(Beginning of Quoted passage)
Reuters is reporting that ex-Egyptian President Hosni Mubarak has been put on life support after suffering a stroke Tuesday. There have been conflicting reports about his current condition and some news sites even reported that Mubarak was dead.
The Egyptian state media initially quoted medical officials as saying Mubarak was "clinically dead," Reuters reports.
Several sources in the military and security services are now saying that Mubarak, 84, is on life support, but that "clinically dead" is not an accurate way to describe his condition.
"He is not clinically dead as reported, but his health is deteriorating and he is in critical condition, Gen. Mamdouh Shaheen, a member of the Supreme Council of the Armed Forces, told CNN.
Dr Lee Becker, a University of Pennsylvania and spokesman for the American Heart Association, said it is extremely difficult to define the term "clinically dead," The AP reports.
(End of Quoted passage)
In the report on Hosni Mubarak's condition, what did Egyptian state media first quote medical officials as saying about him? The data that come next are separate from the report above.
(Beginning of Data to examine)
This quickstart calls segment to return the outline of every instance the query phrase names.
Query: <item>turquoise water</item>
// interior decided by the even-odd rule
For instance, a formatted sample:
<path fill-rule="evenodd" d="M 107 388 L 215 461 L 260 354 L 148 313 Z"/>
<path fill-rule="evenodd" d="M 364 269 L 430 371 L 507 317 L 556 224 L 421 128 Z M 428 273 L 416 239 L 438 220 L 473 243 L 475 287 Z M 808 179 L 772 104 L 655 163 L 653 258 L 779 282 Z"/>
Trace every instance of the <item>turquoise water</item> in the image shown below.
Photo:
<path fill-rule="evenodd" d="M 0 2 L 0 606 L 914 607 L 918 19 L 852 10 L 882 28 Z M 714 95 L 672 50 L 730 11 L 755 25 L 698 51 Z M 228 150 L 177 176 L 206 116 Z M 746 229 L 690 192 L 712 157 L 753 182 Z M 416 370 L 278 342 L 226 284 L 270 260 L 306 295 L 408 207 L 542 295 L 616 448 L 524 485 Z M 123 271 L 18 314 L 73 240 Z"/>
(End of Data to examine)
Answer below
They quoted medical officials as saying Mubarak was "clinically dead."